Exercise:
A faithful copy is needed. Set down all of the data below exactly.

[Dataset entries]
◆ ◆ ◆ ◆
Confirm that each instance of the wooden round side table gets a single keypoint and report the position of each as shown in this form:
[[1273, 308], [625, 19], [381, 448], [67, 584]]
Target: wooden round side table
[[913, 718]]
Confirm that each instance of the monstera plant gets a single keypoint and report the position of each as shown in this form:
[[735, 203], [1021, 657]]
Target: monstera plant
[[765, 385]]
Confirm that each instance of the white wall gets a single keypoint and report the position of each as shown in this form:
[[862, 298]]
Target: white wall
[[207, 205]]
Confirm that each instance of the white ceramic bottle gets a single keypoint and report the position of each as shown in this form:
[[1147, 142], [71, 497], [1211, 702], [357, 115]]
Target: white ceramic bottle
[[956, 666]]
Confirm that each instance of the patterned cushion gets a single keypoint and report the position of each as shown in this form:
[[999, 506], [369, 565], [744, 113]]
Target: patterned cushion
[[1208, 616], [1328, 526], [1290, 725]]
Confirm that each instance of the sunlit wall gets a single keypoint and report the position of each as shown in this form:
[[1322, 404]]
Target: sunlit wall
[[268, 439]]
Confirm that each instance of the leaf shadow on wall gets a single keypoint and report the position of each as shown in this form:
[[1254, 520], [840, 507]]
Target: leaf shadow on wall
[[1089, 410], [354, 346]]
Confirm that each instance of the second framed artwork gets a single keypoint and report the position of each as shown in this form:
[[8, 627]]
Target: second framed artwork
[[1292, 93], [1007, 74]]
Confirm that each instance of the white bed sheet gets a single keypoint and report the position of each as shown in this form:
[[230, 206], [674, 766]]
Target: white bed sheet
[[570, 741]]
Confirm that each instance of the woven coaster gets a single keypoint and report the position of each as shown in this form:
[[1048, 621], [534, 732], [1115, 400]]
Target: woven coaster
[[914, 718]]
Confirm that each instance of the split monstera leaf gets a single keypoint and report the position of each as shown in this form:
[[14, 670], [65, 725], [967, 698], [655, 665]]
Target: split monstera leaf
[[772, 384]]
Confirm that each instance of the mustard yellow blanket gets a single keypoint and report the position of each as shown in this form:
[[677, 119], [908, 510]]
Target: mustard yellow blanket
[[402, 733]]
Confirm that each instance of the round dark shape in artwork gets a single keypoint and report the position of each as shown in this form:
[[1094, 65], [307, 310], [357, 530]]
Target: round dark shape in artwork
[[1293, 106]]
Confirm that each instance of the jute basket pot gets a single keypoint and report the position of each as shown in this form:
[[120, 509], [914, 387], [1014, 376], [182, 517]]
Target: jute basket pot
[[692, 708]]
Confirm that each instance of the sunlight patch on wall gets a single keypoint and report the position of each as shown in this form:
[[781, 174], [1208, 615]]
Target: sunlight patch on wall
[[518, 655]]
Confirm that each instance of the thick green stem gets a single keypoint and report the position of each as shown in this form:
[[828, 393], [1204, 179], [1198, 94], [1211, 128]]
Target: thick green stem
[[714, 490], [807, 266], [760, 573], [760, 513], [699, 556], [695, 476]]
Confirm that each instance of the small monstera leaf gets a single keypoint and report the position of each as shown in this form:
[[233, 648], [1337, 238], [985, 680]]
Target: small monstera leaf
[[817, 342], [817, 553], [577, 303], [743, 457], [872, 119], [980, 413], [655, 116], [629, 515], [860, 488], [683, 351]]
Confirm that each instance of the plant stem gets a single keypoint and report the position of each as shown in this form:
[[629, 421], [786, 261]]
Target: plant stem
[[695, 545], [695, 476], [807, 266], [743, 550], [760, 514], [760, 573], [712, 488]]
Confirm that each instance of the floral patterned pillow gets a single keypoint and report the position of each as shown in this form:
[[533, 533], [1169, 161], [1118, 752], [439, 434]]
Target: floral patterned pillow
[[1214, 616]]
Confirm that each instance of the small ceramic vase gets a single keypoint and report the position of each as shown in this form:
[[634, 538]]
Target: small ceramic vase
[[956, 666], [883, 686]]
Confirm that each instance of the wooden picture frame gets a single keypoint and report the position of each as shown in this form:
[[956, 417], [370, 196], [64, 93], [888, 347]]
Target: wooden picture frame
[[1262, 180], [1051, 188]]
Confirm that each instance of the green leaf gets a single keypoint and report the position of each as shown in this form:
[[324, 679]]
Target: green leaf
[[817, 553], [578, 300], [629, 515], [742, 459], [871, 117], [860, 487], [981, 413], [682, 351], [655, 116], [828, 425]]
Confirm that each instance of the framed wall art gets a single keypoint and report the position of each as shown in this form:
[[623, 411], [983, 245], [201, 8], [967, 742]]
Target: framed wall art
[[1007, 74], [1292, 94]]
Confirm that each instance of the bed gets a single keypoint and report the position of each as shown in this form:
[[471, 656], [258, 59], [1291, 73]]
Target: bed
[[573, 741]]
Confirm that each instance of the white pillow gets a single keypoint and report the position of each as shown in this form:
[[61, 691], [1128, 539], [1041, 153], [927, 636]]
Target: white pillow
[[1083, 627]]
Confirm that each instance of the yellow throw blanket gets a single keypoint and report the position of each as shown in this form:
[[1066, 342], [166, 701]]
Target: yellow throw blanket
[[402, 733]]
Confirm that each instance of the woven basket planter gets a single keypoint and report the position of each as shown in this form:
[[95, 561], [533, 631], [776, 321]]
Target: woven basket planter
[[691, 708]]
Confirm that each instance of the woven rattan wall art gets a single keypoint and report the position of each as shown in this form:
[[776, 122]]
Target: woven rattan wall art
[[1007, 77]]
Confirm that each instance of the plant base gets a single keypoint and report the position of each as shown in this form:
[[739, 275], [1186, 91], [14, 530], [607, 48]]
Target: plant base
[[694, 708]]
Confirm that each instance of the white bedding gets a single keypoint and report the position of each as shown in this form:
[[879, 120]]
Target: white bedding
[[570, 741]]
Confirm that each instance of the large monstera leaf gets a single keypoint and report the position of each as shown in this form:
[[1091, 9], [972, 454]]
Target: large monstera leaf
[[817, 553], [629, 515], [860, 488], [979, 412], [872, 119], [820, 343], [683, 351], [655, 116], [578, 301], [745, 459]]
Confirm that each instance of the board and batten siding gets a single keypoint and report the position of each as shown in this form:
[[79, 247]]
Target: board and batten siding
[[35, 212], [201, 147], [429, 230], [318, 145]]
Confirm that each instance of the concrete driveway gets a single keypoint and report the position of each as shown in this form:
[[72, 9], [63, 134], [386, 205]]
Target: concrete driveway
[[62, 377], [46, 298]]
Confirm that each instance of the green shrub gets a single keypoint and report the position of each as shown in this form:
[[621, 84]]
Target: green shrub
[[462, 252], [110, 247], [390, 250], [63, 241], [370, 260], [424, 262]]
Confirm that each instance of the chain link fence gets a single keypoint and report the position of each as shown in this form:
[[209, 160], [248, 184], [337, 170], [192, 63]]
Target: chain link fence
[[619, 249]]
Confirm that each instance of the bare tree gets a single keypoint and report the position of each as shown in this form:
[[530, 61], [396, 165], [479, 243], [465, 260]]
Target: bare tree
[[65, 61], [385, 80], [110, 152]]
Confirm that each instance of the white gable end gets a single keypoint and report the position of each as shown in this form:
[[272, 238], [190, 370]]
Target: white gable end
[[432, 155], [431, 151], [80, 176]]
◆ ◆ ◆ ◆
Answer section:
Confirm that each instance of the wooden round side table gets a single keypoint and report the position of each as shown in this form:
[[1273, 308], [625, 19], [381, 448], [67, 584]]
Target: wooden round side table
[[913, 718]]
Confirm that each instance of the monstera plant gets a single keypoint and report the position of each as shown in this form:
[[735, 203], [1021, 657]]
Target: monstera plant
[[765, 385]]
Confirm that each instance of the white wall gets a single keypoint and report the position of each as shown in this form:
[[862, 298]]
Target: white wall
[[207, 205]]
Confirm that each instance of the white ceramic bottle gets a single keypoint and report the position of each as shown in this form:
[[1147, 142], [71, 497], [1211, 702], [357, 115]]
Target: white ceramic bottle
[[956, 666]]
Confirm that each instance of the patterned cushion gets a single keypoint and report the position of each as shown in this form:
[[999, 506], [369, 565], [744, 113]]
Target: patterned cushion
[[1208, 616], [1328, 526], [1290, 725]]
Confirm that each instance of the sunlit wall gets a single keypoint and report the position of each as shown in this form:
[[1322, 404]]
Target: sunlit wall
[[268, 439]]
Confirm that each instance of the leaf shadow on wall gets a single keypoint and report the position of each as shown in this form:
[[1254, 520], [840, 507]]
Target: leaf shadow on wall
[[1089, 410], [354, 346]]
Confirm that each instance of the second framed artwork gets a single keypoint and report the position of each as shown in this form:
[[8, 627]]
Target: second framed artwork
[[1292, 93], [1007, 74]]
Confirm that each instance of the white bed sheet gets a single keypoint and report the position of each as shown in this form:
[[230, 206], [674, 766]]
Target: white bed sheet
[[570, 741]]
Confirm that each instance of the woven coaster gets a single keypoint and report the position of each as shown in this form:
[[1048, 621], [534, 732], [1115, 400]]
Target: woven coaster
[[914, 718]]
Confirm that each instance of the split monstera leaf gets a single keypoint and report the position of each as shown in this form:
[[14, 670], [65, 725], [967, 698], [655, 665]]
Target: split monstera leaf
[[772, 384]]
Confirm that each instance of the mustard yellow blanket gets a single keypoint and report the position of each as shown in this form:
[[677, 119], [908, 510]]
Target: mustard yellow blanket
[[402, 733]]
Confirm that each instance of the round dark shape in artwork gets a single keypoint and report the position of each as shown in this form:
[[1094, 65], [307, 310], [357, 530]]
Target: round dark shape in artwork
[[1293, 106]]
Confirm that each instance of the jute basket pot gets a single keypoint and report the position of each as shown in this form:
[[120, 509], [914, 387], [1014, 376], [182, 517]]
Target: jute basket pot
[[692, 708]]
Confirm that each instance of the sunlight patch on wall gets a single keypoint and report the position of each as shown in this form:
[[781, 174], [1208, 615]]
Target: sunlight patch on wall
[[518, 655]]
Confirm that each instance of the thick green stem gets a single keypoint and report the position of each as shown in this form:
[[828, 393], [1204, 179], [1198, 94], [1211, 128]]
Target: thick green stem
[[714, 490], [807, 266], [760, 573], [760, 513], [699, 556], [695, 476]]
Confirm that each instance of the small monstera leaf gets a single keypoint and report the position of each as shown in this form:
[[233, 648], [1337, 238], [985, 680]]
Target: small monstera leaf
[[817, 342], [817, 553], [577, 303], [743, 457], [872, 119], [980, 413], [655, 116], [629, 515], [860, 488], [683, 351]]
Confirm that each instance of the plant stem gets a single keypoint and report the position of each as shown in this form:
[[629, 421], [786, 261]]
Target: plant stem
[[695, 545], [695, 476], [807, 266], [743, 550], [760, 514], [760, 573], [712, 488]]
Confirm that each instance of the floral patterned pillow gets a single keypoint and report the position of each as shown in this form:
[[533, 533], [1169, 161], [1118, 752], [439, 434]]
Target: floral patterned pillow
[[1214, 616]]
Confirm that each instance of the small ceramic vase gets a single keypoint and report the position of each as shown in this form:
[[634, 538]]
Target: small ceramic vase
[[956, 666], [883, 686]]
Confirm that each instance of the wooden picture frame gets a single keypoint and report the position of each as shown in this form:
[[956, 417], [370, 196], [64, 93], [888, 347]]
Target: wooden picture frame
[[1262, 180], [1051, 188]]
Confirm that each instance of the green leaf gets a single keypoint and report the position of each as shown in this form:
[[324, 679]]
Target: green leaf
[[817, 553], [578, 300], [629, 515], [742, 459], [871, 117], [860, 487], [981, 413], [682, 351], [655, 116], [828, 425]]
Confirm that each instance of the framed wall art gets a single keypoint and report the position of each as shown in this form:
[[623, 411], [983, 245], [201, 8], [967, 742]]
Target: framed wall art
[[1007, 74], [1292, 94]]
Confirm that each instance of the bed gets a single keypoint and report the position of each as shown in this form:
[[471, 656], [258, 59], [1291, 73]]
Target: bed
[[573, 741]]
Confirm that each instance of the white pillow gets a single keypoint and report the position of each as shown in this form:
[[61, 691], [1128, 539], [1041, 153], [927, 636]]
Target: white pillow
[[1083, 627]]
Confirm that each instance of the yellow throw blanket gets a single keypoint and report the position of each as shown in this form:
[[1066, 342], [166, 701]]
Target: yellow throw blanket
[[402, 733]]
Confirm that each instance of the woven basket planter gets a single keypoint and report the position of each as shown in this form:
[[95, 561], [533, 631], [776, 321]]
Target: woven basket planter
[[691, 708]]
Confirm that each instance of the woven rattan wall art gets a single keypoint and report the position of each as shown in this form:
[[776, 122]]
Target: woven rattan wall art
[[1007, 77]]
Confirm that each instance of the plant base gets a single keypoint and report the position of each as shown in this form:
[[739, 275], [1186, 91], [14, 530], [607, 48]]
Target: plant base
[[694, 708]]
Confirm that each instance of the white bedding gets a single keypoint and report the position of each as shown in this form:
[[879, 120]]
Target: white bedding
[[570, 741]]
Confirm that each instance of the large monstera leaf gets a single keypoint and report the position of each as shown in this form:
[[1091, 9], [972, 454]]
Target: large monstera leaf
[[817, 553], [629, 515], [860, 488], [979, 412], [872, 119], [820, 343], [683, 351], [655, 116], [578, 301], [745, 459]]
Confirm that each instance of the board and batten siding gets a single keypoint and report the position of each as shown in this form:
[[79, 247]]
Target: board and batten siding
[[35, 212], [201, 147], [429, 230], [318, 145]]
Confirm that each instance of the concrete driveway gets a single keypoint and report the position of each as shown in this form:
[[72, 9], [63, 134], [386, 205]]
Target: concrete driveway
[[62, 377], [46, 298]]
Confirm that each instance of the green shrub gets a single keypoint and report the position of each as shown in this form:
[[621, 84]]
Target: green shrub
[[462, 252], [110, 247], [390, 250], [63, 241], [370, 260], [424, 262]]
Confirm that each instance of the chain link fence gets a single keypoint and report the position of each as shown in this form:
[[209, 160], [248, 184], [337, 170], [192, 63]]
Target: chain link fence
[[619, 249]]
Confirm that each instance of the bare tree gets a single keypoint and report the position of each as shown in this form:
[[530, 61], [396, 165], [479, 243], [465, 260]]
Target: bare tree
[[65, 61], [385, 80], [110, 152]]
Confirm that each instance of the white gable end gets a single keypoint and report the position of each as shown in this form:
[[272, 238], [190, 370]]
Target: white gable end
[[432, 155], [431, 151], [80, 176]]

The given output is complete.